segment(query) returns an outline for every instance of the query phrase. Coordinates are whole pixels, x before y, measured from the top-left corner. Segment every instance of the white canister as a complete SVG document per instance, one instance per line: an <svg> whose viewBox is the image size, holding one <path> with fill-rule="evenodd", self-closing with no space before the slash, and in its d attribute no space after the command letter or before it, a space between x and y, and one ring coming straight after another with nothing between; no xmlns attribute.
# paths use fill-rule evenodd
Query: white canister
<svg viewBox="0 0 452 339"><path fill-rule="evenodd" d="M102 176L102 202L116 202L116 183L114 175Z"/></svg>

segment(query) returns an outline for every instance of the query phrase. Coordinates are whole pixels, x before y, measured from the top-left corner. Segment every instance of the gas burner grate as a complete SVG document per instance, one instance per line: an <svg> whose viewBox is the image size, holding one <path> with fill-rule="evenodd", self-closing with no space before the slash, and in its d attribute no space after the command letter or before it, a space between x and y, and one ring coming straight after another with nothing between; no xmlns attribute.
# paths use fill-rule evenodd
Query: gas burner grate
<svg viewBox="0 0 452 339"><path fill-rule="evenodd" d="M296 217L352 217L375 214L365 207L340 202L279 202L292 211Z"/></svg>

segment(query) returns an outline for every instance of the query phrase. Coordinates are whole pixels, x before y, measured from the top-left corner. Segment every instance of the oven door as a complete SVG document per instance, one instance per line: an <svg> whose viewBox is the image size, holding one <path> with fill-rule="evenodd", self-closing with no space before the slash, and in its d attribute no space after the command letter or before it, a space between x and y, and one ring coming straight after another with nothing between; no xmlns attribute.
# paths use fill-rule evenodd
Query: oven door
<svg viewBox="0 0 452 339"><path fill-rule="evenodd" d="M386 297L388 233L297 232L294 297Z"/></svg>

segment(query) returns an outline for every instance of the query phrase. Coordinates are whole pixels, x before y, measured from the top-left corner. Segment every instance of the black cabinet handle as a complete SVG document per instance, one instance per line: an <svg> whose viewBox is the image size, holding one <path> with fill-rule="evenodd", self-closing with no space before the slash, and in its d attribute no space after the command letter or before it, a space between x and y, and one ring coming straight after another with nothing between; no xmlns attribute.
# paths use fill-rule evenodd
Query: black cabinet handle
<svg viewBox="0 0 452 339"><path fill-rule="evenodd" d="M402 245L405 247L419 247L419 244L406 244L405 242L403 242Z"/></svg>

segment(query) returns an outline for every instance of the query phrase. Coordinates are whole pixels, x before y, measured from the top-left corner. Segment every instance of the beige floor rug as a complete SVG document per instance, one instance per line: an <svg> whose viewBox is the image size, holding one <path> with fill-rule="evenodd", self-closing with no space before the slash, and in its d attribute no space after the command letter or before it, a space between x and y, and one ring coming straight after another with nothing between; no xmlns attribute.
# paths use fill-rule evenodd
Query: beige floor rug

-=-=-

Copy the items above, changing every "top-left corner" to "upper-left corner" and leaving everything else as it is.

> _Worked solution_
segment(query) returns an outline for every instance of the query phrase. Coordinates are whole pixels, x before y, measured from the upper-left corner. Segment every instance of the white canister as a complete SVG document per instance, one instance per line: an <svg> whose viewBox is the image size, holding one <path> with fill-rule="evenodd", self-closing with no space before the slash, and in its d attribute no space after the command letter or before it, a space between x and y, and one ring coming straight after another with nothing between; no xmlns attribute.
# paths use fill-rule evenodd
Query: white canister
<svg viewBox="0 0 452 339"><path fill-rule="evenodd" d="M102 176L102 202L116 202L116 183L114 175Z"/></svg>

segment(query) returns an outline for every instance of the query phrase. Coordinates are whole pixels, x before y, measured from the upper-left corner. Segment every instance of the gas burner grate as a complete SVG document per instance, one instance per line: an <svg> whose viewBox is the image size, holding one <path> with fill-rule="evenodd", self-closing with no space before the slash, and in its d attribute no space after the command letter or before it, a space between x and y, and one ring coming straight after another with nothing between; no xmlns attribute.
# paths use fill-rule evenodd
Query: gas burner grate
<svg viewBox="0 0 452 339"><path fill-rule="evenodd" d="M296 217L352 217L375 214L365 207L340 202L279 202L292 211Z"/></svg>

segment(query) returns an outline for every instance of the query phrase. Coordinates are whole pixels, x before y, measured from the upper-left corner. Segment every instance of the oven door as a complete SVG document per instance, one instance per line: an <svg> whose viewBox is the image size, holding one <path> with fill-rule="evenodd", self-closing with no space before the slash, and in its d attribute no space after the command letter or before it, a space between x and y, and one ring coming straight after another with nothing between; no xmlns attribute.
# paths use fill-rule evenodd
Query: oven door
<svg viewBox="0 0 452 339"><path fill-rule="evenodd" d="M386 297L388 233L297 232L294 297Z"/></svg>

segment(query) returns an outline for every instance of the query phrase. Coordinates are whole pixels, x before y, measured from the upper-left corner. Segment every instance of the black cabinet handle as a complete SVG document per instance, one instance per line: an <svg> whose viewBox is the image size, holding one <path> with fill-rule="evenodd", self-closing with no space before the slash, and in its d attribute no space after the command letter or before it, a space between x and y, and one ring coming straight after another with nothing between; no xmlns attribute.
# paths use fill-rule evenodd
Query: black cabinet handle
<svg viewBox="0 0 452 339"><path fill-rule="evenodd" d="M402 245L405 247L419 247L419 244L406 244L405 242L403 242Z"/></svg>

segment(query) returns an outline for every instance of the query phrase. Coordinates are whole pixels, x before y, measured from the upper-left corner. Segment every instance of the beige floor rug as a complete SVG document per instance, one instance per line: an <svg> whose viewBox is the image size, holding one <path> with fill-rule="evenodd", self-closing with no space before the slash, and in its d attribute no space after the command letter or before it, a space between x and y, and one ring coming straight after another with nothing between; no xmlns attribute.
# paths use fill-rule evenodd
Query: beige floor rug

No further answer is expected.